— DEINE AUFGABEN —
[1] Beantworte diese Fragen zum Text über den Westfälischen Frieden:
(a) In welchem Jahr wurde der Westfälische Friede geschlossen?
(b) An welcher Einrichtung ist Pavel Kolář Professor?
(c) Welches Ereignis aus dem Jahr 1815 wird als späterer Einschnitt genannt?
[2] Schreib den Text über den Westfälischen Frieden nach seinem letzten Satz weiter.

— DER LESETEXT —
Der 1648 geschlossene Westfälische Friede gilt bis heute als Ausgangspunkt der Entwicklung von Völkerrecht und souveränen "Nationalstaaten". Inwieweit sich seine Spuren nach weiteren Einschnitten wie etwa dem Wiener Kongress 1815 oder den Katastrophen des 20. Jahrhunderts im Detail identifizieren lassen, ist Gegenstand vieler Debatten. Gleiches gilt für die Rolle der Nationen im geeinten Europa von heute – erst recht in der Fenstersturzstadt Prag.

Sowohl sprachlich als auch religiös seien die böhmischen Länder zur Zeit des Dreißigjährigen Kriegs ein sehr heterogenes Gebilde gewesen, sagt der tschechische Historiker Pavel Kolář, Professor am European University Institute in Florenz, zum STANDARD: "Es war eine supranationale Entität. Das wird heute oft vergessen." Geblieben sei allerdings die Idee von Böhmen als Mikrokosmos europäischer Konflikte – und ein darauf fußendes kollektives Bewusstsein, das zwischen europäischer Öffnung und Abschottung oszilliert, zwischen Nationalstolz und scheuem Rückzug. "Angesichts diverser Bedrohungen, etwa durch Kriege, kann natürlich auch die Öffnung negativ konnotiert sein", so Kolář.

— GEGEBENE DATEN —
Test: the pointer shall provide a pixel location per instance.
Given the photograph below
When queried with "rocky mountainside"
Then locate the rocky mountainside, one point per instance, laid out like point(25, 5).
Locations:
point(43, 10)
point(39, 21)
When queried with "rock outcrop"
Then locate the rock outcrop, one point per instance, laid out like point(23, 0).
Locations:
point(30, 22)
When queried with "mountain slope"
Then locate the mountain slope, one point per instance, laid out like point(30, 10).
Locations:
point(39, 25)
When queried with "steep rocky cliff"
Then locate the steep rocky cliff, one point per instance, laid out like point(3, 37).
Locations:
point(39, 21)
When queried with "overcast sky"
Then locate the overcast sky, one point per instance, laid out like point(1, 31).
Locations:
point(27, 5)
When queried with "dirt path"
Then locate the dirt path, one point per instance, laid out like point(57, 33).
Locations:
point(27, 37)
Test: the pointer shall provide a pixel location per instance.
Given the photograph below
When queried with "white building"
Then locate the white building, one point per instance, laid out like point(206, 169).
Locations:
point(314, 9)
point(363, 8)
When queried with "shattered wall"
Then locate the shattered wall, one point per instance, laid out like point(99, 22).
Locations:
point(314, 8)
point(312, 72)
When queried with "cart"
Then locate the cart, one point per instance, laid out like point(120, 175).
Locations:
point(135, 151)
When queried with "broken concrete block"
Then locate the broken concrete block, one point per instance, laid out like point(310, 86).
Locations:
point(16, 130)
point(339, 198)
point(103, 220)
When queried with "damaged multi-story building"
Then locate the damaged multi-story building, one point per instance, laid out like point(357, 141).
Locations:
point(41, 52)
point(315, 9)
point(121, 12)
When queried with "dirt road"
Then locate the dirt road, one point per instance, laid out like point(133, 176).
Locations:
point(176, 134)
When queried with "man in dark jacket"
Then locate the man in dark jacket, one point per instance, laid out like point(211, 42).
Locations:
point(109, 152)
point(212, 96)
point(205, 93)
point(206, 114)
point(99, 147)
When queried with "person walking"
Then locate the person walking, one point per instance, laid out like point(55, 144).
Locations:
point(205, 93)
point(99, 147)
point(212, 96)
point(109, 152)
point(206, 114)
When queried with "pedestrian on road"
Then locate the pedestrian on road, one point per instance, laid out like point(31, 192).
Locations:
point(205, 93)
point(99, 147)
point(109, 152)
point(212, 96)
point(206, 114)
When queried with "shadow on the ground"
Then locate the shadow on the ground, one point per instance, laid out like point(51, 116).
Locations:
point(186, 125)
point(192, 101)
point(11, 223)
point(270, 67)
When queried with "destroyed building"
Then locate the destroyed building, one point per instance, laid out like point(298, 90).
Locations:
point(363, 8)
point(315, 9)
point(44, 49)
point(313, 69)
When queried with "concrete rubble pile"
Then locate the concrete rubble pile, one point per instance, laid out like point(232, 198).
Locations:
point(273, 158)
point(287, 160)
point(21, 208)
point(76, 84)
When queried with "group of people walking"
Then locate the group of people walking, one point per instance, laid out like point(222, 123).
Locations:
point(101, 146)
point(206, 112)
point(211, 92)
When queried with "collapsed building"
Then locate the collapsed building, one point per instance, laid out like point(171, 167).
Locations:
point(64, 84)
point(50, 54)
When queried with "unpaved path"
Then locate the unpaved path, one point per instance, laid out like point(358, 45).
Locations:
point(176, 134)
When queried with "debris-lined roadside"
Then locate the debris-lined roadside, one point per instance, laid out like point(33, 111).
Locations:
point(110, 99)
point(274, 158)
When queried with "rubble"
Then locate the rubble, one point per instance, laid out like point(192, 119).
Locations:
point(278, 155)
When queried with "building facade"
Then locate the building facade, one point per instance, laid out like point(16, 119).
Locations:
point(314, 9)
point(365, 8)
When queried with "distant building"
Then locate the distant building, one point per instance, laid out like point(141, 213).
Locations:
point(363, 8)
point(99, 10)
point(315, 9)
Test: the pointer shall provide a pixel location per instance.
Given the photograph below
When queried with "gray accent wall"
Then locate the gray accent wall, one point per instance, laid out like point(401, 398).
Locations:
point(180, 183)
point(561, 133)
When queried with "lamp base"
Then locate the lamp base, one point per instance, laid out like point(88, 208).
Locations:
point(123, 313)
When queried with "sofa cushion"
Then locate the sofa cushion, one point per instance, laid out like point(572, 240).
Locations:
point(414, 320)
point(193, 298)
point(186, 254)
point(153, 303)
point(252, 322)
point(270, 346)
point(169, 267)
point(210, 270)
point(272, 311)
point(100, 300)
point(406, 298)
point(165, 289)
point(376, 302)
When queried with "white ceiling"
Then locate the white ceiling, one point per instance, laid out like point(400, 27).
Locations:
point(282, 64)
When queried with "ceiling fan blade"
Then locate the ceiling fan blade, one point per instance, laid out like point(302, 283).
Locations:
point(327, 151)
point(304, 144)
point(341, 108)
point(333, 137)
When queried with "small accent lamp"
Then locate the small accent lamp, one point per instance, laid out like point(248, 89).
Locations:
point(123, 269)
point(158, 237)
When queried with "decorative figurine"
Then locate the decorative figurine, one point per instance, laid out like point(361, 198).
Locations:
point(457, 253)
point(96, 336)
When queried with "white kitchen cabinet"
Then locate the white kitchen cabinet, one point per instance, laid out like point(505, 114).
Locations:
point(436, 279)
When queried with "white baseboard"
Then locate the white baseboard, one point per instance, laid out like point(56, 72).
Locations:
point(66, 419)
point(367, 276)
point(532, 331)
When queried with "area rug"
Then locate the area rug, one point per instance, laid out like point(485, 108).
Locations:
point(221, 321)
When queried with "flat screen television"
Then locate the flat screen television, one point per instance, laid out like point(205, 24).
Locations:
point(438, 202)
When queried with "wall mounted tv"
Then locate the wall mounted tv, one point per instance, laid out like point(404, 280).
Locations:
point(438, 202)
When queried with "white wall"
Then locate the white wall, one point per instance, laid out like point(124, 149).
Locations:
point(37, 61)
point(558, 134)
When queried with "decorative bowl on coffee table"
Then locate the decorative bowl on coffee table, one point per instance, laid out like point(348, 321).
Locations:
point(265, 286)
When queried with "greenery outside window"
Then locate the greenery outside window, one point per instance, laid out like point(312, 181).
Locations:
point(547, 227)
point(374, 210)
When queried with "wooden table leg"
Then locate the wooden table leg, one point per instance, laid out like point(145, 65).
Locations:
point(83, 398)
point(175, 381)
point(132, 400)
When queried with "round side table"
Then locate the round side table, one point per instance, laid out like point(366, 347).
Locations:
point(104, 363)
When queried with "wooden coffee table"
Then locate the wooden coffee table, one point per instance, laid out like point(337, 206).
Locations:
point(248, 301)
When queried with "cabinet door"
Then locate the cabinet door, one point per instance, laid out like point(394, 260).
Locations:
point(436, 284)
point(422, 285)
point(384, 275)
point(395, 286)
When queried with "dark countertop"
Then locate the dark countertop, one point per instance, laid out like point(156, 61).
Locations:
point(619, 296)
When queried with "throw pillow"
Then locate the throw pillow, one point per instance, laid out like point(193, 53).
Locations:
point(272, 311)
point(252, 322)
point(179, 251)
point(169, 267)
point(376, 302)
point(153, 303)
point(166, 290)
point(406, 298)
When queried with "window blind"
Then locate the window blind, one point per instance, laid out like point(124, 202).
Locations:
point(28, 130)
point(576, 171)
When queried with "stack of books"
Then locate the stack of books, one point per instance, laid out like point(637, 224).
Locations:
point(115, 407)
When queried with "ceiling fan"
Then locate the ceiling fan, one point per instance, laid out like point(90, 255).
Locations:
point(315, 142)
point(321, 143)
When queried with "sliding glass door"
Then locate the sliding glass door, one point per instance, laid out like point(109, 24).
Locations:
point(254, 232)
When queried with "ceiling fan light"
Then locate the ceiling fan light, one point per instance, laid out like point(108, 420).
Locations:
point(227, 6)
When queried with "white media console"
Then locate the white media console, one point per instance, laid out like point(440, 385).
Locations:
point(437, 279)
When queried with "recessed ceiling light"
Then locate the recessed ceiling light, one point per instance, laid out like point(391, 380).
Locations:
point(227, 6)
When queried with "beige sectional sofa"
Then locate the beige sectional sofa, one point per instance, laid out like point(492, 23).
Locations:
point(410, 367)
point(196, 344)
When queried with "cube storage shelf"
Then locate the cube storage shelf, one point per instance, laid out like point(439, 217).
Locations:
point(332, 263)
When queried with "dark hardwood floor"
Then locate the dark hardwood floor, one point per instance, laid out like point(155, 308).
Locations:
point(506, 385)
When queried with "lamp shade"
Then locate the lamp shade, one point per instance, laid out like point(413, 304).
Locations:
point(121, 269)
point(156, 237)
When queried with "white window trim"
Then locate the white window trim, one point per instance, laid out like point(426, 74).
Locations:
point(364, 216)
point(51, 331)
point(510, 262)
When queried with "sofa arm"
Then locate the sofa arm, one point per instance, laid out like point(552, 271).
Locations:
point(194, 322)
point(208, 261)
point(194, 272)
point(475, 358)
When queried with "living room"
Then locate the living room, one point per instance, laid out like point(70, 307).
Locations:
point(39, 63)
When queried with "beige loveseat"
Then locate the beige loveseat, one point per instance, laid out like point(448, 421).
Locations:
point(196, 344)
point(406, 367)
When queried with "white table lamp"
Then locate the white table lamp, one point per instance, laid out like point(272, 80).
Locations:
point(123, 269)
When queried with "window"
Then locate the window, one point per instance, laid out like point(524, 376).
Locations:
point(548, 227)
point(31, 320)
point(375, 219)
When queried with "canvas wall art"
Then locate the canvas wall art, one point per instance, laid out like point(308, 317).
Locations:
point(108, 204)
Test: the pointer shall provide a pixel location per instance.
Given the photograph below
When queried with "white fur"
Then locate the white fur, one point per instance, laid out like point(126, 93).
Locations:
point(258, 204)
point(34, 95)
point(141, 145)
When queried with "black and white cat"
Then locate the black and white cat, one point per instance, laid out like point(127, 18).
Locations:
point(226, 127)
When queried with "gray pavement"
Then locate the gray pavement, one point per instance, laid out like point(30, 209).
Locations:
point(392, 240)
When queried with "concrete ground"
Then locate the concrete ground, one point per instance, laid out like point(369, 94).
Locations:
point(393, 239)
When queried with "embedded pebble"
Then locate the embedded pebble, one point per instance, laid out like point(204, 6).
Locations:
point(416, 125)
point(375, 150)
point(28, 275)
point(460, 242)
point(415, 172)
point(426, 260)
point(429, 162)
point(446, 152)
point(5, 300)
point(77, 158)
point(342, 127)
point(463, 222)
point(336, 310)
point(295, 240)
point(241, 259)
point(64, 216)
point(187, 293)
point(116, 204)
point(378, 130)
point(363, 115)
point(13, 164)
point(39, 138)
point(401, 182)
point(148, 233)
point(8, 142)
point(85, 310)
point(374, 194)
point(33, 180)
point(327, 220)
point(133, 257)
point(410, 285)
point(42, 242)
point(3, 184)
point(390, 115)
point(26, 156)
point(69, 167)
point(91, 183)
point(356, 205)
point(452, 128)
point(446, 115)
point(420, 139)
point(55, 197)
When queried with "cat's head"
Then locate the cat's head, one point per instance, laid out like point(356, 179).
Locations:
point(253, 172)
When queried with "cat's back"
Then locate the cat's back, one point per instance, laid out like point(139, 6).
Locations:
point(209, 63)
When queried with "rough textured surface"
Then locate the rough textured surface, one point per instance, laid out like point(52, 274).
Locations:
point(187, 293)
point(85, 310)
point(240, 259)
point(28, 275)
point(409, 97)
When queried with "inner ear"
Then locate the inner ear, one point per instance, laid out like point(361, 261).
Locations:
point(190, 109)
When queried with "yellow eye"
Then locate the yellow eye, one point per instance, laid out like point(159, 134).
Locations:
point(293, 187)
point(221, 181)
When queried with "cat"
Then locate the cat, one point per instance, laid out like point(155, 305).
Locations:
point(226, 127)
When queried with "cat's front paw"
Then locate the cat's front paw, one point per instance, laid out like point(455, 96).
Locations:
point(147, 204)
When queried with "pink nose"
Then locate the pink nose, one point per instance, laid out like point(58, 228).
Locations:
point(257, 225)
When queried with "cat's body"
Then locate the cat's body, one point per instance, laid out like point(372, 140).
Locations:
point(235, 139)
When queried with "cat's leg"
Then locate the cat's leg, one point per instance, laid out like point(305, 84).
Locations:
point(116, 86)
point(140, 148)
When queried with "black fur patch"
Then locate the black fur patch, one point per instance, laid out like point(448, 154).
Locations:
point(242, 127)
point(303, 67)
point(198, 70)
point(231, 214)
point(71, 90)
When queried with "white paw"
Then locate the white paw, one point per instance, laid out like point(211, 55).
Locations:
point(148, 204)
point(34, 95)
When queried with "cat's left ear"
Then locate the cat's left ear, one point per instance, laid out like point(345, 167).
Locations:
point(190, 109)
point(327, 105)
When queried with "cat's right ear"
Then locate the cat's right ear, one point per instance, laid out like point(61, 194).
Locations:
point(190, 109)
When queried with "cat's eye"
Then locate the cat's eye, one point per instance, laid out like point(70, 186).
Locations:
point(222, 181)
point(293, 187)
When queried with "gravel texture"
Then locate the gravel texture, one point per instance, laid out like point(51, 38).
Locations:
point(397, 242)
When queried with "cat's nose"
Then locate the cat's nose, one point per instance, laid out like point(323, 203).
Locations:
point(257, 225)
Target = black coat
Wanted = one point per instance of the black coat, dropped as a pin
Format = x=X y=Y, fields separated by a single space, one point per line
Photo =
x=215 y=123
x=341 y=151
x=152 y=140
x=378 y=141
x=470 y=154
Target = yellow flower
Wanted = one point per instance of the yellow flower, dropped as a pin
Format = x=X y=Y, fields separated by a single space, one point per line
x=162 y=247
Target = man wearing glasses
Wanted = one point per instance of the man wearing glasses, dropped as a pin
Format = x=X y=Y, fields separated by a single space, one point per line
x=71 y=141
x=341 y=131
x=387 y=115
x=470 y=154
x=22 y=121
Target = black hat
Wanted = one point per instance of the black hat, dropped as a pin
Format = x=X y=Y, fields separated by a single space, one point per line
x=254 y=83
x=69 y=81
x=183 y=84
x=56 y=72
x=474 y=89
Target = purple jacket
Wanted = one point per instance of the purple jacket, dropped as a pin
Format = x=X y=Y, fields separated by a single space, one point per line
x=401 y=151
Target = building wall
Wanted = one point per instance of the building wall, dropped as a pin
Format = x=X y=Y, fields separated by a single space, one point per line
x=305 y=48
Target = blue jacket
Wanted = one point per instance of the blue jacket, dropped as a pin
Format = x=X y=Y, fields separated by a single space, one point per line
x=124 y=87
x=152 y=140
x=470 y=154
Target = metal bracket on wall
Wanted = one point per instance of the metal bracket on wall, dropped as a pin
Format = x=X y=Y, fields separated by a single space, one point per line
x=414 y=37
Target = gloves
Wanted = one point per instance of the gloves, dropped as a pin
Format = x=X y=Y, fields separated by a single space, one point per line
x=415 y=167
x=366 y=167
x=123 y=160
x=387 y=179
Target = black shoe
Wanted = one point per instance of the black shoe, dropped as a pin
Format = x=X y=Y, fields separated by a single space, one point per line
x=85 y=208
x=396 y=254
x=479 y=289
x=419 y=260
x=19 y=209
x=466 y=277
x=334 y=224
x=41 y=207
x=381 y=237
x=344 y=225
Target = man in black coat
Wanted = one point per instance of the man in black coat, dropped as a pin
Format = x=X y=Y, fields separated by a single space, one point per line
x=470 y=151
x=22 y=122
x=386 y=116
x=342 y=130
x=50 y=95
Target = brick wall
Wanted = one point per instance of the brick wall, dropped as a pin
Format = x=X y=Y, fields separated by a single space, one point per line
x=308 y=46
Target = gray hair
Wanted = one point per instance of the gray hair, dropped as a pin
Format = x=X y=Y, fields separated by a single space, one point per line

— ANTWORTEN IN REIHENFOLGE —
[1]
(a) 1648
(b) Am European University Institute in Florenz
(c) Der Wiener Kongress

[2]
Tatsächlich scheinen sich heute Selbstvergewisserung und Selbstironie meist die Waage zu halten, wenn im alltäglichen tschechischen Sprachgebrauch immer wieder der "böhmische Kessel" auftaucht: Eingebettet zwischen Erzgebirge, Riesengebirge und Böhmerwald umgibt er die Hauptstadt Prag, im 14. Jahrhundert Sitz von Kaiser Karl IV. und der von ihm gegründeten Universität, der ersten nördlich der Alpen. Jenseits des "Kessels" liegen Österreich, Deutschland und Polen. "Wir sind so selbstverständlich ein Teil von Europa, dass wir es oft gar nicht mehr sehen", brachte es ein ehemaliger tschechischer Diplomat auf den Punkt, Botschafter der ersten Stunde nach der Samtenen Revolution 1989.

Skepsis gegenüber Religionen

Das gescheiterte Aufbegehren gegen die katholischen Habsburger und deren anschließende 300-jährige Vorherrschaft dürften auch in der weitverbreiteten Skepsis gegenüber Religionen insgesamt ihren Ausdruck finden. Tschechien zählt heute zu den atheistischsten Ländern der Welt. Bei der letzten Volkszählung 2011 machten 45 Prozent der Bürgerinnen und Bürger gar keine Angaben zur Religion, 34 Prozent bezeichneten sich explizit als nicht religiös. Zum römisch-katholischen Glauben bekannten sich nur zehn Prozent. Auch eine gewisse Skepsis gegenüber weltlichem Machtpathos scheint damit einherzugehen. Eine religiöse Unterlegung politischer Führungsästhetik wie in Polen oder Aufmärsche uniformierter Garden wie in Ungarn wird man in Tschechien kaum antreffen.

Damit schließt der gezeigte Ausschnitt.